HOW TO COMPLETE THIS TASK |
Look in the material below for the line with "instance, sample <point>402,300</point>." and the line with "instance, sample <point>241,151</point>.", then set down exactly those two lines and all lines between, nothing more.
══════════
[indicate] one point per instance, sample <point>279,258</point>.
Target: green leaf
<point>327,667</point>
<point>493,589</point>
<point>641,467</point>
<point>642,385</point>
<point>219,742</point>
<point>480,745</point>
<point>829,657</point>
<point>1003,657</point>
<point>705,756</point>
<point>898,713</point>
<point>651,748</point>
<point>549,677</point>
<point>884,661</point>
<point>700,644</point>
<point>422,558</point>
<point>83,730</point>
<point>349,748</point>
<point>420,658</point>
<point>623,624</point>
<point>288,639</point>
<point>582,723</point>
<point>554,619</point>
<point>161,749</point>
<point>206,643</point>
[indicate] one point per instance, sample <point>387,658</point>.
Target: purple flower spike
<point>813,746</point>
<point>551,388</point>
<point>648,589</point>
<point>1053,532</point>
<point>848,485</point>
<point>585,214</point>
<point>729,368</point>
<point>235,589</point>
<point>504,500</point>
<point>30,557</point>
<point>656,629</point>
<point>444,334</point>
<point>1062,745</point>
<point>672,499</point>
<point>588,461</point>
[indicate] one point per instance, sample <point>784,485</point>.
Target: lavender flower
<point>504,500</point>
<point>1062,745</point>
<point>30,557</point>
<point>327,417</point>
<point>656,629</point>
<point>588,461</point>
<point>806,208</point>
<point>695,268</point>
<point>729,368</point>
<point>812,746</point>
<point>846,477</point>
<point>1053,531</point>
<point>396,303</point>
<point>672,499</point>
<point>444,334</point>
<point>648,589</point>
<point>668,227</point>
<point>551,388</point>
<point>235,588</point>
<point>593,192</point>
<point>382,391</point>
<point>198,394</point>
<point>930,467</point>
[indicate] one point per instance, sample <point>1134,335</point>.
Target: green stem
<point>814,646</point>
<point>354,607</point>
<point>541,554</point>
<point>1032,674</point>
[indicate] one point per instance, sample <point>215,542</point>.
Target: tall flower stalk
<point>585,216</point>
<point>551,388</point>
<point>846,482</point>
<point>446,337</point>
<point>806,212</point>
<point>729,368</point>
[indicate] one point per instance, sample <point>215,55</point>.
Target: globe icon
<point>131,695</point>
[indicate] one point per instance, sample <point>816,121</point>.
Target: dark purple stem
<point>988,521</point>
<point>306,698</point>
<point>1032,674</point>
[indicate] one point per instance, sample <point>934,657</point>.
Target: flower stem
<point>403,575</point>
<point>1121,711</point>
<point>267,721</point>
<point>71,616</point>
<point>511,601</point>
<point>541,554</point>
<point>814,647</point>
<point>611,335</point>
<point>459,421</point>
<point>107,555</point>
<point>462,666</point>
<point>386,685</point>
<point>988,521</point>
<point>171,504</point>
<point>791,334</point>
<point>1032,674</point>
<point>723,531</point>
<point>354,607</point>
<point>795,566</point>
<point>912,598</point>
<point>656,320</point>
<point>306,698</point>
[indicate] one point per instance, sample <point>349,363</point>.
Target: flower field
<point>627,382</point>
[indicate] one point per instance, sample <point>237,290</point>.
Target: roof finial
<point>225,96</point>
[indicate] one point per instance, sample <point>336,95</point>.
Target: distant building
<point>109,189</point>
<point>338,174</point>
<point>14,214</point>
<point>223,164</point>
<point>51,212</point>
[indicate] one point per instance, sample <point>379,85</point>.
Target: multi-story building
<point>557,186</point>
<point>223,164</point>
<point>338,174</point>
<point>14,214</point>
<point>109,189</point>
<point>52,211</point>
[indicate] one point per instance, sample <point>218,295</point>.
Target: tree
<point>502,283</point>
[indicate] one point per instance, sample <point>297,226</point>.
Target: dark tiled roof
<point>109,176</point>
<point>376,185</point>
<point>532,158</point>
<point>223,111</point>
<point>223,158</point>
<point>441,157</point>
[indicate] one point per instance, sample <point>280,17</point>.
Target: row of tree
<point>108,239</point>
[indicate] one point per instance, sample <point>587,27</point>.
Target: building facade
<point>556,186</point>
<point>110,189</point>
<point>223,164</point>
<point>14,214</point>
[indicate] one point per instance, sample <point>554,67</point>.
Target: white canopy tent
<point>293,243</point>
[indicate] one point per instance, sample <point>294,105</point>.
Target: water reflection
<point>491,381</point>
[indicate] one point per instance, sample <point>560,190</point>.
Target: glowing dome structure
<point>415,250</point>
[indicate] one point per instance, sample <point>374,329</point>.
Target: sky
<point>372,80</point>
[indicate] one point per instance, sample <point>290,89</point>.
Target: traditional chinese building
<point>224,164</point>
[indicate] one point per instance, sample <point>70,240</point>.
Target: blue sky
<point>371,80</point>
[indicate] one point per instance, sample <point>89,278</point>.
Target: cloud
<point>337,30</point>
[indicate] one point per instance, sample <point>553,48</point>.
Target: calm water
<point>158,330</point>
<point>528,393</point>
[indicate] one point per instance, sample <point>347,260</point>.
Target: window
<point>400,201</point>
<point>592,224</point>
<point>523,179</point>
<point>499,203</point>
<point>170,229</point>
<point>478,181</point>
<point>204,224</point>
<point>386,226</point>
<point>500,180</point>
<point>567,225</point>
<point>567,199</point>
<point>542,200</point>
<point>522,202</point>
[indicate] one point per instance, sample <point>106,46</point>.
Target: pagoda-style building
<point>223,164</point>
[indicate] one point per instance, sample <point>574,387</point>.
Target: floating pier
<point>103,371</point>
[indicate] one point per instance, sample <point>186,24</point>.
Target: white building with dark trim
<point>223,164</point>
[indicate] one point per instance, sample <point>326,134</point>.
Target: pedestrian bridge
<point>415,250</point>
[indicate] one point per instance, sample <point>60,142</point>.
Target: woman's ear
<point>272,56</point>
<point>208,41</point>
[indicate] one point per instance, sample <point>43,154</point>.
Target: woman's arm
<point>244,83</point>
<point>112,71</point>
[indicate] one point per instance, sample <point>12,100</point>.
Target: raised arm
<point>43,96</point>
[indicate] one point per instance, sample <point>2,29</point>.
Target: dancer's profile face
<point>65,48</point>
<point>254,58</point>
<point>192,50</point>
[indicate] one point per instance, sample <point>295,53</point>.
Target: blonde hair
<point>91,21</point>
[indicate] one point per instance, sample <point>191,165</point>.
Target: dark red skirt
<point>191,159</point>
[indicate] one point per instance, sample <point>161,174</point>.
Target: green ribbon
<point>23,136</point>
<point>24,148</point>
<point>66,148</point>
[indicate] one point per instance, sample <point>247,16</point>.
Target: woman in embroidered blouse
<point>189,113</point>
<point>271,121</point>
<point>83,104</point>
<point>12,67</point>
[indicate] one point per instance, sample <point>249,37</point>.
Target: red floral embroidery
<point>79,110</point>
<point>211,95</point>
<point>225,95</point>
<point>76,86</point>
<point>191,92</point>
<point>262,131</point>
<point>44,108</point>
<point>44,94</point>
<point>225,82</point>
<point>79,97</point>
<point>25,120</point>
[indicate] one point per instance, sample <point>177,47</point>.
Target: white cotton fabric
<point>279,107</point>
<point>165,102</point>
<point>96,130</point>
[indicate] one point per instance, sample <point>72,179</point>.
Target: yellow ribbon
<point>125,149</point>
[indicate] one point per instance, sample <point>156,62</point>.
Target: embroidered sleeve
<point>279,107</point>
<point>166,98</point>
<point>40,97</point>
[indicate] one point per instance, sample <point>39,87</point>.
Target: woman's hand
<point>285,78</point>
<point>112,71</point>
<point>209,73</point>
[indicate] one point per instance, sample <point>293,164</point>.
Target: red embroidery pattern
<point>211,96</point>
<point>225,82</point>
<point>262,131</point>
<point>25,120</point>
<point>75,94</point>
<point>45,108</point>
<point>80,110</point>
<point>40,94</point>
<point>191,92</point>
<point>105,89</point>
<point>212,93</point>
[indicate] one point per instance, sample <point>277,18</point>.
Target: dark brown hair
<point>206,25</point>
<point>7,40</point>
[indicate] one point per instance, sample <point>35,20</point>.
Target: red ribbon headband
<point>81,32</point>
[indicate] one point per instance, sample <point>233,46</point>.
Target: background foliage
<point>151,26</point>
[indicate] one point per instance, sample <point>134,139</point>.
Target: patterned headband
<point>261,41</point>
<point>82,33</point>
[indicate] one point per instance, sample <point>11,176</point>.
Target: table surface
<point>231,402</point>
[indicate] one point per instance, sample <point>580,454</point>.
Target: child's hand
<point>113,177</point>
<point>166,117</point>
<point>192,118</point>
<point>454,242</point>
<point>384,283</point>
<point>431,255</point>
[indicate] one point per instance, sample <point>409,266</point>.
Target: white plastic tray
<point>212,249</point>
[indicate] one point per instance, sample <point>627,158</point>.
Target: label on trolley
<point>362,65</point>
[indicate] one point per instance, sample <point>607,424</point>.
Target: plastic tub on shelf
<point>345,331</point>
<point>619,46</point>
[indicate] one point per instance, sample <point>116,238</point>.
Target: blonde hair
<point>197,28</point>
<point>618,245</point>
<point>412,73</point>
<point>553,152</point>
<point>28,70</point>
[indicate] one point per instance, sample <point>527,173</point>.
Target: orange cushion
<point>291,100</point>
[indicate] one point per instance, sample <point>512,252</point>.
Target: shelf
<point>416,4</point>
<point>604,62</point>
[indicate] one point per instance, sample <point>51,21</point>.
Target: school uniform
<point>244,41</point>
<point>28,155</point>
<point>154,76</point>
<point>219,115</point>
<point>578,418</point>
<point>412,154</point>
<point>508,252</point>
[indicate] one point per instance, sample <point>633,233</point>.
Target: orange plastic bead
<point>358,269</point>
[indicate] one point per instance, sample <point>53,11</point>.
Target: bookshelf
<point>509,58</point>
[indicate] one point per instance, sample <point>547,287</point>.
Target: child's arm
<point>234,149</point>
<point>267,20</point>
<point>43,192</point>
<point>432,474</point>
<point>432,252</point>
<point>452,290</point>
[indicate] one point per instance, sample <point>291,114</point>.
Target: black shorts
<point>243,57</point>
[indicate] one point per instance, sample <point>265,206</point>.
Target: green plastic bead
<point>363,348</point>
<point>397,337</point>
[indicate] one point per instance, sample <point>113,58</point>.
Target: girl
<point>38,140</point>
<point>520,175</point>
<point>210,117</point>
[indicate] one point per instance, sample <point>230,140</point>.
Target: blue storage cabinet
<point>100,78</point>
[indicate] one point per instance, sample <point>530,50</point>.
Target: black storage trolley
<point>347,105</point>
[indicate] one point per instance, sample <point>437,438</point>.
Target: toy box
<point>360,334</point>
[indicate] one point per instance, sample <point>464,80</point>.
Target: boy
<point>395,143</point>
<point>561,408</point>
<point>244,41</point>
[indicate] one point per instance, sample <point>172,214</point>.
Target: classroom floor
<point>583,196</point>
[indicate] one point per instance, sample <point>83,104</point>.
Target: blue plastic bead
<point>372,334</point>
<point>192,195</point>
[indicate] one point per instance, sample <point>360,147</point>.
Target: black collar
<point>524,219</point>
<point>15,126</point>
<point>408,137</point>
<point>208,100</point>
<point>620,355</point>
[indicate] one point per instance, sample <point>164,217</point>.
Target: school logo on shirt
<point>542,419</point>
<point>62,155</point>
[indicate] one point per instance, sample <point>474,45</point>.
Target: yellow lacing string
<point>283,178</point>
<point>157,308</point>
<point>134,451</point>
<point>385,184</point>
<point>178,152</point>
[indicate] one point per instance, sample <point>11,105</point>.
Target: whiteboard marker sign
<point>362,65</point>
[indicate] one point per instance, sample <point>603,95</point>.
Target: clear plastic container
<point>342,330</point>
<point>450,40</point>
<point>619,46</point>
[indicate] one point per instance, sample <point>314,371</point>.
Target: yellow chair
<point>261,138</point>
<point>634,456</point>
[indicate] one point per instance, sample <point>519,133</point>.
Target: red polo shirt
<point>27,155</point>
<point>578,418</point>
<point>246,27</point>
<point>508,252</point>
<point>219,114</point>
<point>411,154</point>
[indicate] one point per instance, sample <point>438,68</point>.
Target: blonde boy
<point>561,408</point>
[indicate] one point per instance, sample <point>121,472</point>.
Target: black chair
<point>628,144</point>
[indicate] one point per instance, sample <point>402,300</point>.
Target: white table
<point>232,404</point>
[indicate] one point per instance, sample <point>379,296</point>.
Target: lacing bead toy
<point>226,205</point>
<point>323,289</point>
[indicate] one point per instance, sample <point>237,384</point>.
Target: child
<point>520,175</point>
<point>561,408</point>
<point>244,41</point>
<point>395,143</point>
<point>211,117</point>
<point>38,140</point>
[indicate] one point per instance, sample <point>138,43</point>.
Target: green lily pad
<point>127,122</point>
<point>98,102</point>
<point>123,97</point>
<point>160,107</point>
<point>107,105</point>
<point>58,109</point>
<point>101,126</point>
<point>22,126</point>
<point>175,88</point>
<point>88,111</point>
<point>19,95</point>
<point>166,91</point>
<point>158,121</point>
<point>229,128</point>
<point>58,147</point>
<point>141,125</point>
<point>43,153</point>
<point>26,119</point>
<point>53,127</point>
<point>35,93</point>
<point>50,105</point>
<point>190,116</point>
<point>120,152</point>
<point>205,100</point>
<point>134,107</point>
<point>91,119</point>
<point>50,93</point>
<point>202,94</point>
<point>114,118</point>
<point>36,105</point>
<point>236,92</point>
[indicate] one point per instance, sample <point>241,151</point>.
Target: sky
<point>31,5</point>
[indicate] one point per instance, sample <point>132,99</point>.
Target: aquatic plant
══════════
TASK SOLUTION |
[indicate] one point per instance, sample <point>402,300</point>.
Target: white table
<point>232,404</point>
[indicate] one point per instance, sample <point>379,296</point>.
Target: lacing bead toy
<point>226,205</point>
<point>323,289</point>
[indicate] one point per instance, sample <point>237,384</point>.
Target: child
<point>520,175</point>
<point>561,408</point>
<point>244,41</point>
<point>395,143</point>
<point>211,117</point>
<point>38,140</point>
[indicate] one point per instance, sample <point>138,43</point>.
Target: green lily pad
<point>127,122</point>
<point>98,102</point>
<point>123,97</point>
<point>160,107</point>
<point>107,105</point>
<point>58,109</point>
<point>101,126</point>
<point>22,126</point>
<point>175,88</point>
<point>88,111</point>
<point>19,95</point>
<point>166,91</point>
<point>158,121</point>
<point>229,128</point>
<point>58,147</point>
<point>141,125</point>
<point>43,153</point>
<point>26,119</point>
<point>53,127</point>
<point>35,93</point>
<point>50,105</point>
<point>190,116</point>
<point>120,152</point>
<point>205,100</point>
<point>134,107</point>
<point>91,119</point>
<point>50,93</point>
<point>202,94</point>
<point>114,118</point>
<point>36,105</point>
<point>236,92</point>
[indicate] one point per instance, sample <point>241,151</point>.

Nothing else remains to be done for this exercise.